* **What you should do**: Print each of the rows below word for word, keeping their order and leaving nothing out.
---*---
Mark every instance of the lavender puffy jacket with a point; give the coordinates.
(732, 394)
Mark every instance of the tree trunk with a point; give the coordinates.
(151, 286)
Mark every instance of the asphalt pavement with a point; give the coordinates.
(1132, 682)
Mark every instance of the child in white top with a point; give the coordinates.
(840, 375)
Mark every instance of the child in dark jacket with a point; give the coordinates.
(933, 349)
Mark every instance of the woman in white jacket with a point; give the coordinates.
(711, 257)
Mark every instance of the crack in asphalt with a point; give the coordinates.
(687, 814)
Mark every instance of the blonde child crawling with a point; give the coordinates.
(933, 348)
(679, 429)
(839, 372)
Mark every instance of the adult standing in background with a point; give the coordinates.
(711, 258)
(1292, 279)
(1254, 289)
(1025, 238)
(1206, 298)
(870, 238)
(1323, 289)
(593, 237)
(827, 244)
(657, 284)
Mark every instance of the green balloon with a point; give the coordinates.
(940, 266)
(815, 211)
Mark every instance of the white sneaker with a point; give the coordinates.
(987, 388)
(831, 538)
---*---
* **Solution for this problem**:
Mark every instance of the lavender puffy jacket with a point; give the coordinates.
(732, 394)
Mark every instance of the tree trunk with a point; give the coordinates.
(151, 286)
Mark every instance of the asphalt pavement with a point; give the coordinates.
(1132, 682)
Mark every instance of the child in white top with a point; give the coordinates.
(840, 375)
Mark every instance of the child in dark jacket with a point; give the coordinates.
(933, 349)
Mark every instance of the woman in white jacket with a point; give the coordinates.
(711, 257)
Mark every instance of the crack in asphalt with a point; give the coordinates.
(687, 814)
Mark every instance of the blonde child crawling with a point; give the coordinates.
(933, 348)
(679, 429)
(839, 372)
Mark every instance of the adult standing in background with a point; give the coordinates.
(711, 258)
(1292, 279)
(1254, 289)
(1025, 238)
(1206, 298)
(870, 238)
(1323, 289)
(593, 237)
(827, 244)
(657, 284)
Mark every instance of the green balloon with a point; give the coordinates.
(940, 266)
(815, 211)
Mark every instance of the white sneaker with a point; give the coordinates.
(987, 388)
(831, 538)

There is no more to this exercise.